*EXERCISE MATERIAL*.
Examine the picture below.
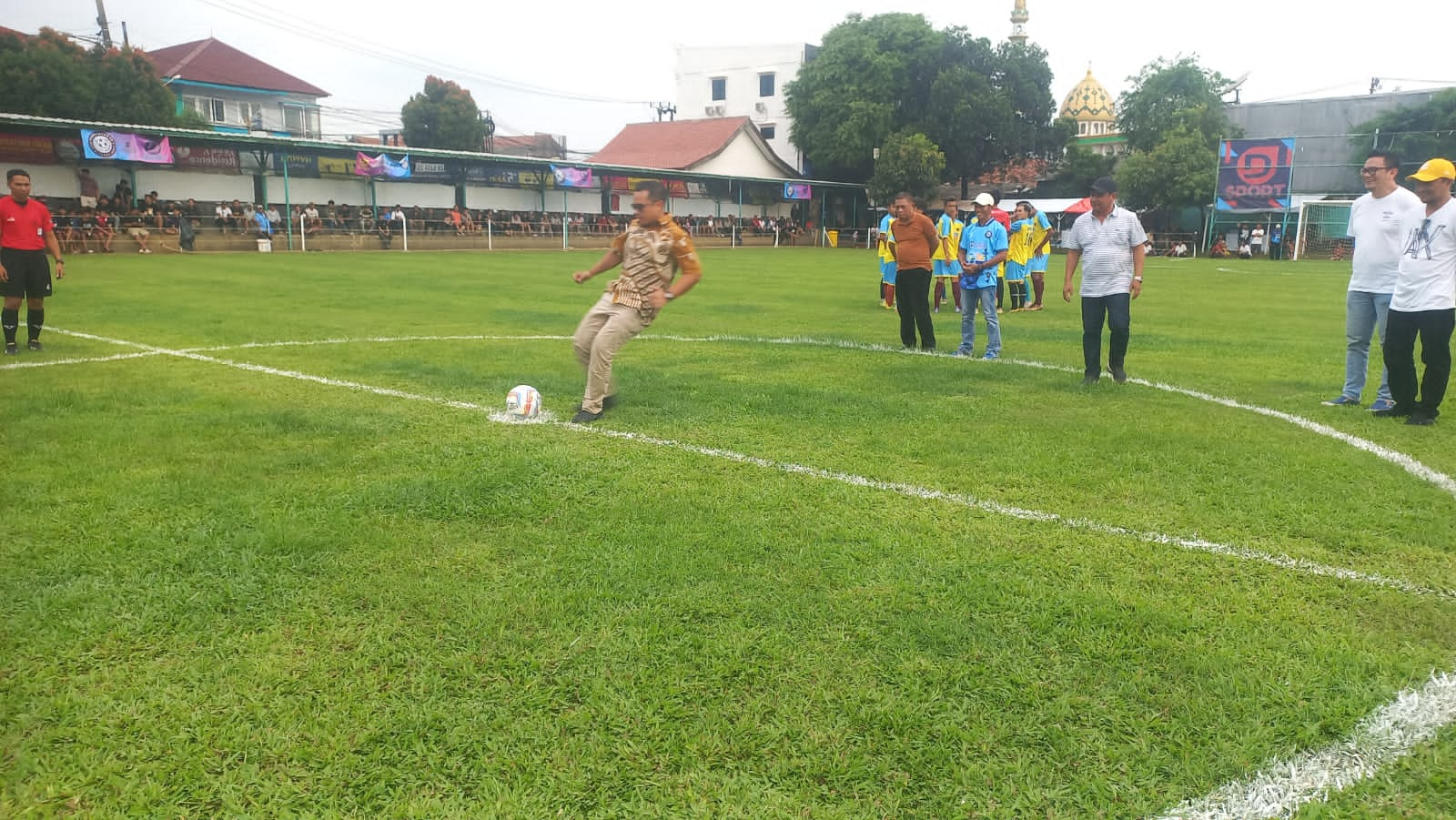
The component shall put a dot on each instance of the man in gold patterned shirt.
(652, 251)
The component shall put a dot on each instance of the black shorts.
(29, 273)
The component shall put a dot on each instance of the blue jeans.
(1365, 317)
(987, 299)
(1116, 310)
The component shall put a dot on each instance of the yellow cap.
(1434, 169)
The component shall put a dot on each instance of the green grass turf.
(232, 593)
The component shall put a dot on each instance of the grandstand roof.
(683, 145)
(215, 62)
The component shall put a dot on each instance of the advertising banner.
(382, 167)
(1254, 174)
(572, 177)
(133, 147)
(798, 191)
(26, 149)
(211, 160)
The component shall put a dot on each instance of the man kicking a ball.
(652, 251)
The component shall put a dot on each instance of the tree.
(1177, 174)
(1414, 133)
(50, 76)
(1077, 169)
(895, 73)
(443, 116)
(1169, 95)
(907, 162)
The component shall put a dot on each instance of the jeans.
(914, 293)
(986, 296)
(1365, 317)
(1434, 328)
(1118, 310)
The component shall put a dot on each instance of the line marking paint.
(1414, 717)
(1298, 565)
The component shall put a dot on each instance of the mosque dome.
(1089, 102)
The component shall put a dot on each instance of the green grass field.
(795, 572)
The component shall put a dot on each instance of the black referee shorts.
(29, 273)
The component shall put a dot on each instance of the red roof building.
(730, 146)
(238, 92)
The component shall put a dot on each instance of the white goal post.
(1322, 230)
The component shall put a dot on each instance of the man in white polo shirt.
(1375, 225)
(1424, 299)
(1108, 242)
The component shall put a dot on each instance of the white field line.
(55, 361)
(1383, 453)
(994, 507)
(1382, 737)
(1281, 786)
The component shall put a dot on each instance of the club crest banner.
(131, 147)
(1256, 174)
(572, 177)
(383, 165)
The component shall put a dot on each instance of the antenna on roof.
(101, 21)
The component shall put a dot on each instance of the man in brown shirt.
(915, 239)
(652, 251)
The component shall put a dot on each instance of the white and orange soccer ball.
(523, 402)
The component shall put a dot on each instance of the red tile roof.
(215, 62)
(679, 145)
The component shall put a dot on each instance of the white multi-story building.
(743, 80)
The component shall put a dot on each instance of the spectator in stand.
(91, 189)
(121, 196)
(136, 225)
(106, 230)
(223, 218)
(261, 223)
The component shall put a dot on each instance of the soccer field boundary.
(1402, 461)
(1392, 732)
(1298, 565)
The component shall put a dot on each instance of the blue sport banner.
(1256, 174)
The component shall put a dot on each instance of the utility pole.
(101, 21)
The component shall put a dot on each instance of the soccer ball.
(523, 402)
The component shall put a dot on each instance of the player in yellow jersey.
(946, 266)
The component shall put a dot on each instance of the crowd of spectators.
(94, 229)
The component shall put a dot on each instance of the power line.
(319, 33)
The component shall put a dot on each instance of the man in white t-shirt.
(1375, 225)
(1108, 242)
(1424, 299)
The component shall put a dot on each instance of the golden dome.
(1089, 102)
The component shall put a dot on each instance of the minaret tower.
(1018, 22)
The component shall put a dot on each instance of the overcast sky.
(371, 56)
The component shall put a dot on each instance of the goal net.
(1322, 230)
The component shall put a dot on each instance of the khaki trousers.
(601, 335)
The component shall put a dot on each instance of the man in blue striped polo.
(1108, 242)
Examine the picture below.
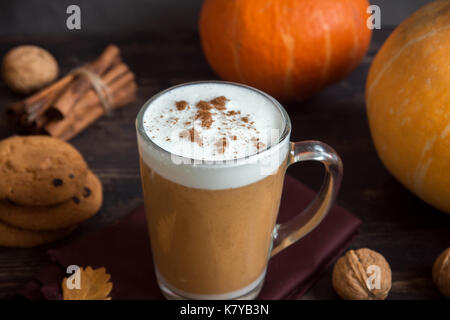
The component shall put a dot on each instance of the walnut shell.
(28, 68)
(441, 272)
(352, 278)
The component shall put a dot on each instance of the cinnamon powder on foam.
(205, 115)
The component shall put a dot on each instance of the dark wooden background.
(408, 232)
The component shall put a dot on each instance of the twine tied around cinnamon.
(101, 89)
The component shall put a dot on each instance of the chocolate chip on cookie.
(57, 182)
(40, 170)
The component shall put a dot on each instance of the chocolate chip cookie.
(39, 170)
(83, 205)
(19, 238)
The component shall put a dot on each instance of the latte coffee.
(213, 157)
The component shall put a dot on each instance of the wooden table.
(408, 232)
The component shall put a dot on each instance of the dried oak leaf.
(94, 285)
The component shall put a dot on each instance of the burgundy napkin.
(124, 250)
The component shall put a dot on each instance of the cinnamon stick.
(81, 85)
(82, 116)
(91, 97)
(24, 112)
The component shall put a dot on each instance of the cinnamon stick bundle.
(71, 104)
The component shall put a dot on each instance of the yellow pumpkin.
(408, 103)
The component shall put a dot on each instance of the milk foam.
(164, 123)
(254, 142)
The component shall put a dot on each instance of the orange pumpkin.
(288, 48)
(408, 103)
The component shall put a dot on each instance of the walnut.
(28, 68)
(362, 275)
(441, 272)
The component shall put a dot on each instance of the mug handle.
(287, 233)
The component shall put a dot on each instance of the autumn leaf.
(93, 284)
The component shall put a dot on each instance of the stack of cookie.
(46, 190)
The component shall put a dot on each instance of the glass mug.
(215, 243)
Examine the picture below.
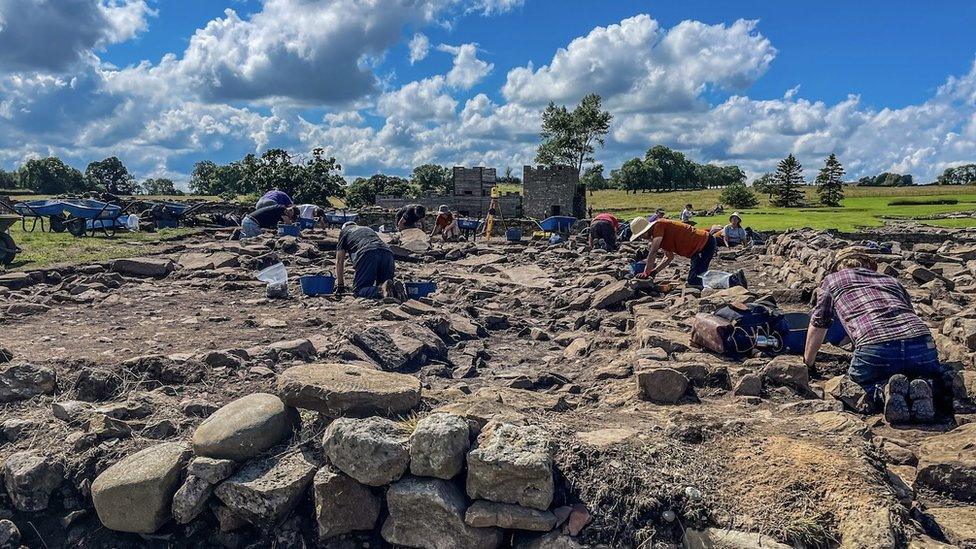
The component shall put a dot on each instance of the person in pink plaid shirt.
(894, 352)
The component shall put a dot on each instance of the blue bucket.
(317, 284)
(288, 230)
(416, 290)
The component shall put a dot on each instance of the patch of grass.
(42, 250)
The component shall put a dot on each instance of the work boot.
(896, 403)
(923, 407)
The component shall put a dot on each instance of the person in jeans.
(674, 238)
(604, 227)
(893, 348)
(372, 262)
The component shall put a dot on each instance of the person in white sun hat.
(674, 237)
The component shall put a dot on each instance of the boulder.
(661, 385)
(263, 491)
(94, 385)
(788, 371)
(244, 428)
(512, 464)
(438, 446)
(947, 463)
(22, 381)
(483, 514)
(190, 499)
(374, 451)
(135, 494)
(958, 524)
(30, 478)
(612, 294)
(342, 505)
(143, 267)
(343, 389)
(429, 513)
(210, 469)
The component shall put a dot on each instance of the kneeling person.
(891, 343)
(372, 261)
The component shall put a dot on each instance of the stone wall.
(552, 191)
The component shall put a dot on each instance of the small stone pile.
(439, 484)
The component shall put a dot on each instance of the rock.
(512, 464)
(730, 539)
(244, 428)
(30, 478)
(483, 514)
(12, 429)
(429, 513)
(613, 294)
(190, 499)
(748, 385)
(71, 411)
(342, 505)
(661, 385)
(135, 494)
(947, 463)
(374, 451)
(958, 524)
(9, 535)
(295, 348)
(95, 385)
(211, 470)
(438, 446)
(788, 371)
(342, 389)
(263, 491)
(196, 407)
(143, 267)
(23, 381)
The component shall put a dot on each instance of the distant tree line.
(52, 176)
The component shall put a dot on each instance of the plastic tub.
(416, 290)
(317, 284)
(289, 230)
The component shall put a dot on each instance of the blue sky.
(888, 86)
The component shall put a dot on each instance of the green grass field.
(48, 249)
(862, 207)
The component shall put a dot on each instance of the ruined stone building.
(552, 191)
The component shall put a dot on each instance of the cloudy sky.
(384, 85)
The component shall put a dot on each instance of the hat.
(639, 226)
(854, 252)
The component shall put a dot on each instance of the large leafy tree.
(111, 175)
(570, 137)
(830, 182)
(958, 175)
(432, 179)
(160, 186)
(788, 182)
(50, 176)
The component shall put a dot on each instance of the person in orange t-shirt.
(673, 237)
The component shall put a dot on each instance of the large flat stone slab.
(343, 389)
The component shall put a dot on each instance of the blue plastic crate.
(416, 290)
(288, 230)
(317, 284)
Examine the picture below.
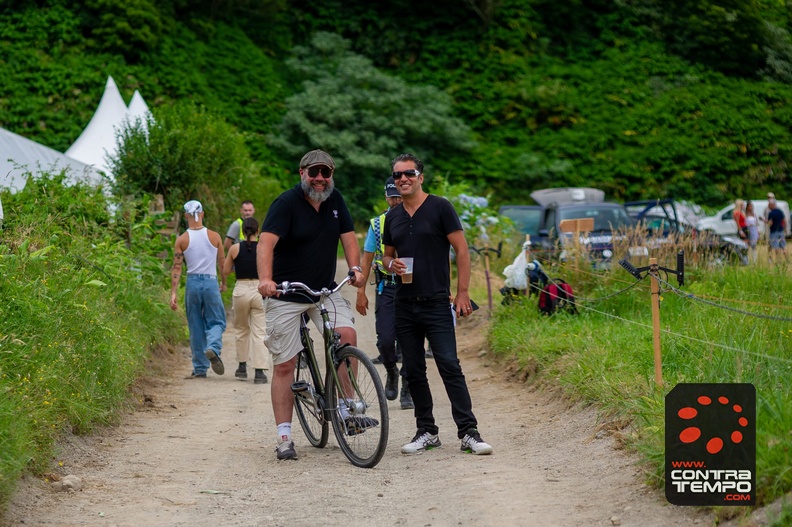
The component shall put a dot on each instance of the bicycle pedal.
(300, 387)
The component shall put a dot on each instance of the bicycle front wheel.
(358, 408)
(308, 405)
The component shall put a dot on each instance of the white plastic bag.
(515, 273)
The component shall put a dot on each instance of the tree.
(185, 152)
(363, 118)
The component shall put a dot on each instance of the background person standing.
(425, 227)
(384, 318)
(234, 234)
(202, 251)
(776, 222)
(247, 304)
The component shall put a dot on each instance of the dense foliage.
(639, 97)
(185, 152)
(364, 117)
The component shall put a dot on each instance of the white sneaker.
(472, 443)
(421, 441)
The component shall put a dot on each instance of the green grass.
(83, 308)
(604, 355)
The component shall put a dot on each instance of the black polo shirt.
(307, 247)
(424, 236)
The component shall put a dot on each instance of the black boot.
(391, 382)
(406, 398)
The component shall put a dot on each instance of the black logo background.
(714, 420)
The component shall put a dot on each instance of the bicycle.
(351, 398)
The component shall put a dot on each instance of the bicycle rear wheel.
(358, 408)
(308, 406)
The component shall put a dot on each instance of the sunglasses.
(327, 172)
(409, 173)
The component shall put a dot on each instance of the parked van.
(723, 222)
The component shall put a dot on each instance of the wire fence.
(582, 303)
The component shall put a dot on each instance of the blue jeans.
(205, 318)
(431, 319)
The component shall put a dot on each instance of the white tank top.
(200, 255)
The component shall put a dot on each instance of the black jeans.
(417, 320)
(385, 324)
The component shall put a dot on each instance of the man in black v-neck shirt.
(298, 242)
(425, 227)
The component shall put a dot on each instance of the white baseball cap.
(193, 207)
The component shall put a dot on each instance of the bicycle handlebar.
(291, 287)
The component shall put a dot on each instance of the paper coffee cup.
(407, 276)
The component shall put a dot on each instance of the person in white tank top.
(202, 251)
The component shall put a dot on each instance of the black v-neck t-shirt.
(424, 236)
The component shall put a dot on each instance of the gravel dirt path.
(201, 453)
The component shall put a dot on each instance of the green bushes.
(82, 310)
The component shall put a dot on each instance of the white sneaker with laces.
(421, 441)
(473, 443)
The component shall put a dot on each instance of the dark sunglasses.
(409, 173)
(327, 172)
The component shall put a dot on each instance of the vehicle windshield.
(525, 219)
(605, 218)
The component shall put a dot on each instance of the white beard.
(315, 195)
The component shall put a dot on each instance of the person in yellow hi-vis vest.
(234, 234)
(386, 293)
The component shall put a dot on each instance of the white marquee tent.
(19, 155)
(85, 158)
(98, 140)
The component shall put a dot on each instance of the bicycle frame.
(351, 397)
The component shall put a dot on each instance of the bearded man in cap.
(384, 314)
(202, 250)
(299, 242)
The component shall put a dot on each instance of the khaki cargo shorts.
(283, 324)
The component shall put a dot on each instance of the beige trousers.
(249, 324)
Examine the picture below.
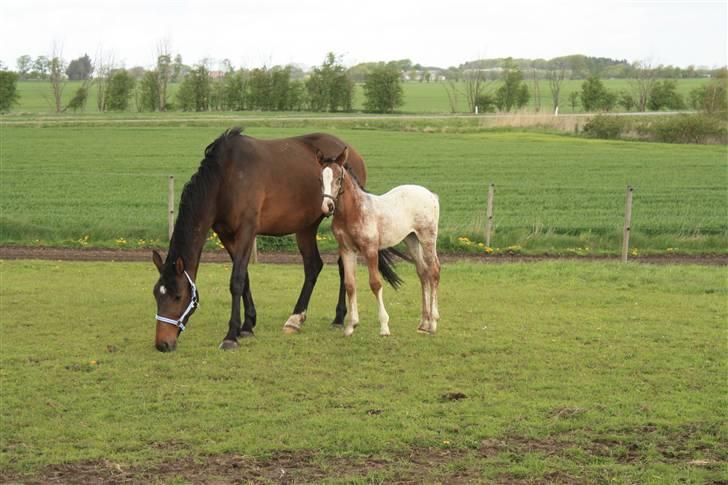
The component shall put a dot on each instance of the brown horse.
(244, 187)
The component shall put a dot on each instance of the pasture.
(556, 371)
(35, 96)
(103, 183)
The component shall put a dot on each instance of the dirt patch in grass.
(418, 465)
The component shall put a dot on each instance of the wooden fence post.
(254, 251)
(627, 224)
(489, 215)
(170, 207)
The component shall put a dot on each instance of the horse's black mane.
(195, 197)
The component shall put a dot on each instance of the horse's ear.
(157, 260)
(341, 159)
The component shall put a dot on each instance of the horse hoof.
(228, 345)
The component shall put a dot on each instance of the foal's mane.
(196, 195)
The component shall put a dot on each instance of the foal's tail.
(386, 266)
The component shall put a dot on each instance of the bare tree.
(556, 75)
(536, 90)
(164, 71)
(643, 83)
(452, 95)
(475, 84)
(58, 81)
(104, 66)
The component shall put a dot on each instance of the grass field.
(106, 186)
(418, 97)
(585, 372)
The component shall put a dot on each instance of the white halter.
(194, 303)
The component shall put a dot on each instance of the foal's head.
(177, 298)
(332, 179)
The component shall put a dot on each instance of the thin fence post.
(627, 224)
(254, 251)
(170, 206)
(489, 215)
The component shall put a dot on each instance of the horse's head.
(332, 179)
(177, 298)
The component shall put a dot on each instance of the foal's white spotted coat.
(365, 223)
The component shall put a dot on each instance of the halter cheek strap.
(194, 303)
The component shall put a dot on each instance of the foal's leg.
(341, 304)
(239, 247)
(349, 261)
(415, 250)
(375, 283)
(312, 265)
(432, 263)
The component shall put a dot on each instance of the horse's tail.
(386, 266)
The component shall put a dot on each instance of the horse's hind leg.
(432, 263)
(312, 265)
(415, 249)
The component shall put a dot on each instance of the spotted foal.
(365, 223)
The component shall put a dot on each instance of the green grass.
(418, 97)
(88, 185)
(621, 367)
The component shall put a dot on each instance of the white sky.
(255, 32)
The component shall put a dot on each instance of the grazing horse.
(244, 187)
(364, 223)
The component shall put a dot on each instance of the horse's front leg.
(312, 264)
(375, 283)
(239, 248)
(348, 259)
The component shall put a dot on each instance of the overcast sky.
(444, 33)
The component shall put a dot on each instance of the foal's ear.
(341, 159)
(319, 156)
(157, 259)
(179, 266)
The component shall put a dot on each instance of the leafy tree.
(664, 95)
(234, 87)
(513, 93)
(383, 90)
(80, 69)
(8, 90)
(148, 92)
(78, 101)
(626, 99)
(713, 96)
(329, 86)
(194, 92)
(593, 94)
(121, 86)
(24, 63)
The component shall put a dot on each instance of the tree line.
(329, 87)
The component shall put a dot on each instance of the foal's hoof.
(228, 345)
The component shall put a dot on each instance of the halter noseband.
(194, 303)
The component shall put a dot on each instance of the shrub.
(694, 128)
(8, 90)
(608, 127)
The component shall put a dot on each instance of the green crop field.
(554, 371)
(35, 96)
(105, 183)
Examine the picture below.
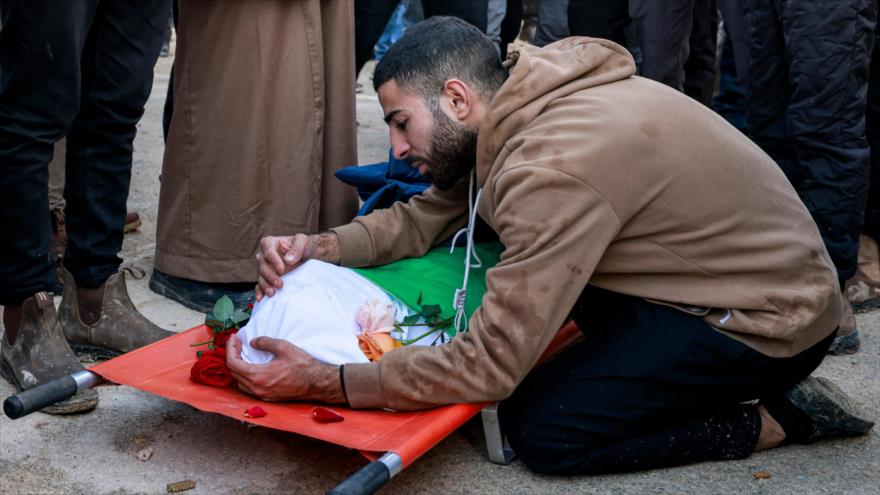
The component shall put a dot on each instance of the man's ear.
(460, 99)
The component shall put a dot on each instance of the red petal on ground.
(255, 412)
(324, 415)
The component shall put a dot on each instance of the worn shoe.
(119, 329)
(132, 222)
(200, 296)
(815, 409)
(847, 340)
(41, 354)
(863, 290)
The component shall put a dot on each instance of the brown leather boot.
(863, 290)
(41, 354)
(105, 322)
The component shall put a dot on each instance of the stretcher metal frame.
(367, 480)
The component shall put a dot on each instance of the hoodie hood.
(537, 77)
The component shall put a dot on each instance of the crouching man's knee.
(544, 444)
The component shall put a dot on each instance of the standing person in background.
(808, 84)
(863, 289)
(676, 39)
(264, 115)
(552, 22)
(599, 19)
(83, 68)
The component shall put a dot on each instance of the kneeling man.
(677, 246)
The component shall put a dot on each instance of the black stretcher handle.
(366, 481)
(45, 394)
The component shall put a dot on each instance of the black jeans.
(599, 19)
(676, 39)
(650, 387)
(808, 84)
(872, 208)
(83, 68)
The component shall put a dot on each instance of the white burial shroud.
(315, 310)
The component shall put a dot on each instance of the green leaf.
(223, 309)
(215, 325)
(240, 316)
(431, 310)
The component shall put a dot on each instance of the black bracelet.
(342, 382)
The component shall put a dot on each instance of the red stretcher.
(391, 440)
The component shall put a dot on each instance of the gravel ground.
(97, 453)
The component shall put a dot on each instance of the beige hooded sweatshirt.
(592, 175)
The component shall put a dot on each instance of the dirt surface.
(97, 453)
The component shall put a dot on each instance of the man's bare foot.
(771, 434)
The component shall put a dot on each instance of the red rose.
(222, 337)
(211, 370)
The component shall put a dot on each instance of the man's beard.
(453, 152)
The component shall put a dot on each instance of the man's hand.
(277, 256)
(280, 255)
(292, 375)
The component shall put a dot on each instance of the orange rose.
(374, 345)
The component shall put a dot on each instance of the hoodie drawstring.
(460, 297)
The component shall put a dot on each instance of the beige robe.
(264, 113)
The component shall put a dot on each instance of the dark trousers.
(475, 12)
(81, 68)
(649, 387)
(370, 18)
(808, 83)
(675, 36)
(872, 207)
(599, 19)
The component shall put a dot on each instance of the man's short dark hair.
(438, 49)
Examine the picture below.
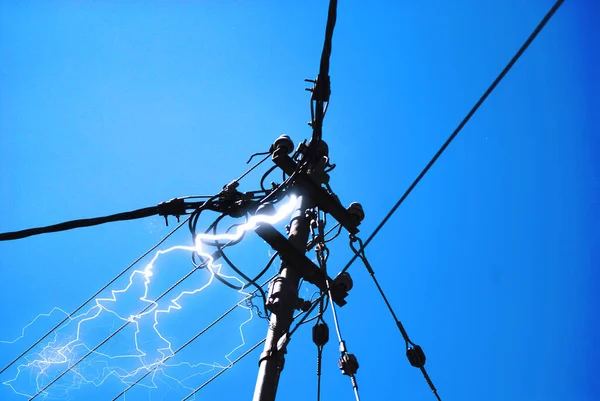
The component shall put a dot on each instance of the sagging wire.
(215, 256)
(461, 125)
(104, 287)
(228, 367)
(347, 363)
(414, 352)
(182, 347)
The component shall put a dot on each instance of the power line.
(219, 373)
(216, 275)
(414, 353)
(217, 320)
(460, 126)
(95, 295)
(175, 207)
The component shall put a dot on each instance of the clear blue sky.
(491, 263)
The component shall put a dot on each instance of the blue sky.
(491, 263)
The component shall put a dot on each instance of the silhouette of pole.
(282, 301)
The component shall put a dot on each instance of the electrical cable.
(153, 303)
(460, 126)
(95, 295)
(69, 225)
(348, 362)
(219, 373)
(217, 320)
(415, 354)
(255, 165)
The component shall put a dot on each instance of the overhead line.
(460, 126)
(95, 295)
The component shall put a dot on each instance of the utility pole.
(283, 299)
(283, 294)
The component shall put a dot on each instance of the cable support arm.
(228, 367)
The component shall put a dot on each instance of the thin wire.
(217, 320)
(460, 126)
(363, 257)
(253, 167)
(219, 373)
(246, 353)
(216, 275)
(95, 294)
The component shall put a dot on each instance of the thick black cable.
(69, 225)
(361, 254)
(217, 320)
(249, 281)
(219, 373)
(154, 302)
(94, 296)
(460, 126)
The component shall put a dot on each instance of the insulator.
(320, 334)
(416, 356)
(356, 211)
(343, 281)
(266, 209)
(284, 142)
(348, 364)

*REQUIRED WORK*. Beginning with the line that holds "the electrical cable.", please give again each line exactly until the records end, and include that final line.

*TASK RESULT*.
The component shall put a dot on each instance of the electrical cable.
(153, 303)
(460, 126)
(95, 295)
(69, 225)
(348, 362)
(219, 373)
(217, 320)
(415, 354)
(255, 165)
The component shall put a dot on each instance of the overhead line.
(460, 126)
(95, 295)
The component shall put a dot on each instance of the utility pole.
(283, 299)
(283, 294)
The component shall put a dot on each instance of the cable support arm.
(228, 367)
The component shall put a dot on each instance of the thin wire.
(217, 320)
(460, 126)
(363, 257)
(253, 167)
(219, 373)
(246, 353)
(216, 275)
(95, 294)
The component shall put a dot on each instance of the thick black cable.
(69, 225)
(361, 254)
(217, 320)
(249, 281)
(219, 373)
(154, 302)
(94, 296)
(460, 126)
The component shall put a dot on each instance of the insulator.
(320, 334)
(416, 356)
(356, 211)
(343, 281)
(266, 209)
(284, 142)
(348, 364)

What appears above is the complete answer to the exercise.